■ **Required tasks**:
a: Echo the ginger beer article word for word, everything from "GENEVA – Ginger" down to "elderly, he said.".
b: In the ginger beer article, in what year did Meliunas immigrate to the U.S.?

**** Excerpted passage

GENEVA – Ginger beer is nonalcoholic and tastes more like soda, but has a unique flavor that is starting to draw attention, said Edward Meliunas, co-owner of Windmill Ginger Brew in Geneva.
“It’s not a ginger ale,” Meliunas said. “It’s not like a root beer. It does not taste like root beer at all. It’s a ginger beer based on a recipe from Great Britain.”
Originally from Lithuania and now living in Geneva, Meliunas was 18 and a hockey player who discovered ginger beer by sheer accident in London.
“I loved it,” Meliunas said. “Ginger was not very readily available in Lithuania, so it was a unique spice to me.”
An injury ended Meliunas’ hockey career. He immigrated to the U.S. in 1999, he said. With his wife, Joanna, the couple own and manage two assisted-living residential homes for the elderly, he said.
Nearly four years ago, he bought a bottle of ginger beer in a grocery store and was sorely disappointed in the taste, Meliunas said.
“It was not even remotely close to what I drank in Great Britain,” Meliunas said.

********
**** Listed entries

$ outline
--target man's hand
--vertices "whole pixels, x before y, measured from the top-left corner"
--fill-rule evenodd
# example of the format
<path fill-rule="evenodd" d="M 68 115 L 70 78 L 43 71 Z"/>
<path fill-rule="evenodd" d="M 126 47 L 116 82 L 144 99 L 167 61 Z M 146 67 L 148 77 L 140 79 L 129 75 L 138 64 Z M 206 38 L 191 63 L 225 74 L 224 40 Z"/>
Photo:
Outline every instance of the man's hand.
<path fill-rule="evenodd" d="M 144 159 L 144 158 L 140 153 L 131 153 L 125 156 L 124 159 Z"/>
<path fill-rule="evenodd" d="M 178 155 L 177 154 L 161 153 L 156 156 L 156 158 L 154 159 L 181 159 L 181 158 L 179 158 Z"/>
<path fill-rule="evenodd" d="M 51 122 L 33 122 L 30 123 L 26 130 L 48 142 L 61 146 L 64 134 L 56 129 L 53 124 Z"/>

********

■ **Task answers**:
a:
GENEVA – Ginger beer is nonalcoholic and tastes more like soda, but has a unique flavor that is starting to draw attention, said Edward Meliunas, co-owner of Windmill Ginger Brew in Geneva.
“It’s not a ginger ale,” Meliunas said. “It’s not like a root beer. It does not taste like root beer at all. It’s a ginger beer based on a recipe from Great Britain.”
Originally from Lithuania and now living in Geneva, Meliunas was 18 and a hockey player who discovered ginger beer by sheer accident in London.
“I loved it,” Meliunas said. “Ginger was not very readily available in Lithuania, so it was a unique spice to me.”
An injury ended Meliunas’ hockey career. He immigrated to the U.S. in 1999, he said. With his wife, Joanna, the couple own and manage two assisted-living residential homes for the elderly, he said.

b: 1999